◆ **Raw data**:
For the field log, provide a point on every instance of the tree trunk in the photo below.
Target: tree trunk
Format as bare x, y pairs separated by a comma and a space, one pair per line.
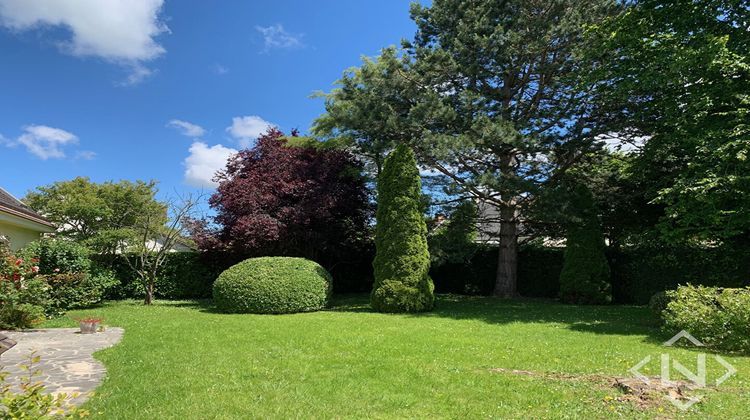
507, 262
149, 293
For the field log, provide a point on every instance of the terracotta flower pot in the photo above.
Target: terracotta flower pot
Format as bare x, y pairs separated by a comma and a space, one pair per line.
89, 327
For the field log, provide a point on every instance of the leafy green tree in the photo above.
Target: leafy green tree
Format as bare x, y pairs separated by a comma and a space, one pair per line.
678, 74
454, 241
585, 276
402, 260
101, 216
490, 95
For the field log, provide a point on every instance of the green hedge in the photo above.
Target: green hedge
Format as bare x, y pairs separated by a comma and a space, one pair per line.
272, 285
184, 275
718, 317
637, 273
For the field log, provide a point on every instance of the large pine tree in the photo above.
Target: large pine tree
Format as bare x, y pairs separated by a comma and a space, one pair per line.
402, 260
585, 277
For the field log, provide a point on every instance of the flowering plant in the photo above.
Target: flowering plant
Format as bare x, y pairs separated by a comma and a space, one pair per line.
23, 294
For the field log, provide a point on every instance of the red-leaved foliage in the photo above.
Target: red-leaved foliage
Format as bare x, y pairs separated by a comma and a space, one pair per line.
276, 199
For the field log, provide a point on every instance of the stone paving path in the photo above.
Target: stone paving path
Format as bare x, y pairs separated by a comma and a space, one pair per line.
67, 364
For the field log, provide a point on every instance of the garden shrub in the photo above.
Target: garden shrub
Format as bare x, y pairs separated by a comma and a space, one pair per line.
184, 275
66, 267
23, 295
77, 290
272, 285
718, 317
58, 256
658, 302
585, 276
402, 260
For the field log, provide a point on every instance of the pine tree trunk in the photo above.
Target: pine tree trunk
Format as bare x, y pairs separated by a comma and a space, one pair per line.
506, 279
149, 293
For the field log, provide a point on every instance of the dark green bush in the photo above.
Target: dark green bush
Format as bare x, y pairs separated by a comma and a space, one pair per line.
58, 256
66, 267
402, 260
718, 317
77, 290
585, 276
272, 285
658, 302
639, 272
22, 303
184, 275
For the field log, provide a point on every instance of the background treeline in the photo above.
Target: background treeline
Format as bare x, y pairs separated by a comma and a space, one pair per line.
637, 273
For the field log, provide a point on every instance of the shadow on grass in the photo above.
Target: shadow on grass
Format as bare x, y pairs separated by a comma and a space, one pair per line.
612, 319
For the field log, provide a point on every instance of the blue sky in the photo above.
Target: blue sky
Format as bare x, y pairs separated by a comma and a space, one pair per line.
164, 90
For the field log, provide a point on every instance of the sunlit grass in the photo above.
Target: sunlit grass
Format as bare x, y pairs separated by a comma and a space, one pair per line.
182, 360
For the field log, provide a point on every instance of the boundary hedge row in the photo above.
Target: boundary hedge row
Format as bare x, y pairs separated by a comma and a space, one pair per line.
636, 273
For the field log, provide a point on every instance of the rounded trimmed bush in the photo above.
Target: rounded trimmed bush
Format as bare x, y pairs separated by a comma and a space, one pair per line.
273, 285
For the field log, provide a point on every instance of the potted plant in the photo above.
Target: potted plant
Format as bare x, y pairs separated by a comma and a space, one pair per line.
89, 325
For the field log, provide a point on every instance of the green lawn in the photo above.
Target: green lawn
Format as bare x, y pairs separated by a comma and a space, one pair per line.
182, 360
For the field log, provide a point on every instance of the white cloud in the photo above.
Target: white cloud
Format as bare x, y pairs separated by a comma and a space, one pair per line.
275, 36
220, 70
204, 162
46, 142
187, 129
620, 142
85, 155
248, 128
119, 31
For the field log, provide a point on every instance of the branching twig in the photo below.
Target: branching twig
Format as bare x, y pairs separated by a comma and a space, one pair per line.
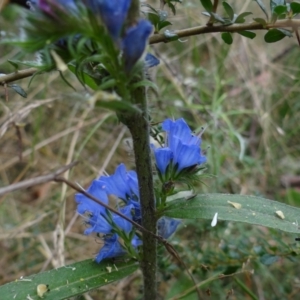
211, 19
161, 38
35, 181
17, 75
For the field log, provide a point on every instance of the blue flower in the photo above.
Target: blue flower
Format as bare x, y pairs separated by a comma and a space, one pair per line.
182, 148
124, 185
167, 226
97, 214
113, 14
151, 61
134, 42
111, 248
85, 204
49, 7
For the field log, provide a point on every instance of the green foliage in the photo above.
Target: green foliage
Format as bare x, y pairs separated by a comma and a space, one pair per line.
68, 281
227, 37
295, 7
241, 18
18, 90
262, 7
229, 10
248, 34
275, 35
238, 208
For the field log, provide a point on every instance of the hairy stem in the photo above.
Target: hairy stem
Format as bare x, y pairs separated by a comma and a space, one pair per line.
138, 124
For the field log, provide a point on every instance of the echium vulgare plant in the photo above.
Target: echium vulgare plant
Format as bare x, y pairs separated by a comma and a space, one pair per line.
105, 44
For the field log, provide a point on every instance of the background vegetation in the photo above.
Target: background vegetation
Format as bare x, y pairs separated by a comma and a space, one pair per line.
246, 97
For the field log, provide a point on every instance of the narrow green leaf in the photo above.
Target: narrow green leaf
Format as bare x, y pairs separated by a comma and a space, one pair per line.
68, 281
268, 259
241, 18
295, 7
274, 35
229, 10
227, 38
274, 3
83, 77
260, 21
238, 208
14, 64
248, 34
153, 18
262, 7
145, 83
18, 90
115, 105
207, 4
220, 19
280, 9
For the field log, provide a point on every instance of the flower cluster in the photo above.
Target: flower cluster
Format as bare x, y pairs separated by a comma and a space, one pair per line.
133, 43
113, 13
123, 186
181, 152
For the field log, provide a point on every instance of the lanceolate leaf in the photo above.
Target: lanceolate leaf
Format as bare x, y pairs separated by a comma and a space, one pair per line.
295, 7
241, 18
275, 35
274, 3
262, 7
229, 10
227, 38
248, 34
239, 208
68, 281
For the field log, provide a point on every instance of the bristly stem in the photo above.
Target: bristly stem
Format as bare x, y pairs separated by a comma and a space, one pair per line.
138, 124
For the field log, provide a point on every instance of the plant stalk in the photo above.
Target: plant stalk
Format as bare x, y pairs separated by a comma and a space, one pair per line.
138, 124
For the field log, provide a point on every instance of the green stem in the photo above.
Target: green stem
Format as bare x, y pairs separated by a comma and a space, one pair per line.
138, 124
139, 127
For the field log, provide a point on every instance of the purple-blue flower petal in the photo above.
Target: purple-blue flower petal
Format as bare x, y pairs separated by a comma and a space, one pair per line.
151, 61
163, 157
85, 204
121, 222
111, 248
113, 14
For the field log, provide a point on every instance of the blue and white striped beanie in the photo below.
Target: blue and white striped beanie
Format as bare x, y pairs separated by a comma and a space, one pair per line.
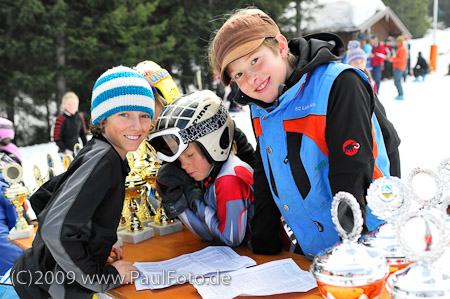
120, 89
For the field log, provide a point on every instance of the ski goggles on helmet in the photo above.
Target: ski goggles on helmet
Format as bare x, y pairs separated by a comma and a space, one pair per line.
5, 141
170, 143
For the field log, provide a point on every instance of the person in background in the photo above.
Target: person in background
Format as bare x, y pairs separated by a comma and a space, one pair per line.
69, 126
314, 123
389, 45
421, 68
356, 58
407, 45
365, 45
399, 65
378, 56
167, 91
78, 220
204, 184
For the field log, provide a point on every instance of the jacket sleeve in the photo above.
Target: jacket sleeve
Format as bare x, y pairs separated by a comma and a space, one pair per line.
57, 133
267, 219
349, 119
66, 229
228, 220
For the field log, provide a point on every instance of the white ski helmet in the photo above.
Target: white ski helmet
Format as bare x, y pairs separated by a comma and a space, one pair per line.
159, 78
199, 117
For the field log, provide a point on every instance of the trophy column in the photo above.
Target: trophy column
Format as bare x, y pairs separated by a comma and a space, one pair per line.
135, 232
161, 224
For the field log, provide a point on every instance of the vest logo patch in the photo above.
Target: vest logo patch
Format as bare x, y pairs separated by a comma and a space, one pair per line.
350, 147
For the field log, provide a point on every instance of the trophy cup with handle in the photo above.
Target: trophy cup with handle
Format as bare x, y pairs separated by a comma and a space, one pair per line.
16, 194
388, 198
349, 270
424, 237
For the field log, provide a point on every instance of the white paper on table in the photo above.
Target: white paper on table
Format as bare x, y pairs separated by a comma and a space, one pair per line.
206, 262
276, 277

◆ **Assignment**: Of all the entries above, retype exactly the lines from the line with "Target: terracotta flower pot" to the line with "Target: green hedge", both included, and no others.

◆ **Answer for the task**:
Target: terracotta flower pot
Format as bare x, y pairs separated by a comma and a space, one pair per line.
89, 327
For the field log, provide a point on every instance of the leafy green tree in the photo above.
Target: leafy green tree
Format as bare x, y pairs separated by a comma and a space, one pair per line.
678, 74
454, 241
585, 276
402, 260
101, 216
490, 95
For the field log, provide a point on every instance of the green hedge in the photo above.
Target: green hedge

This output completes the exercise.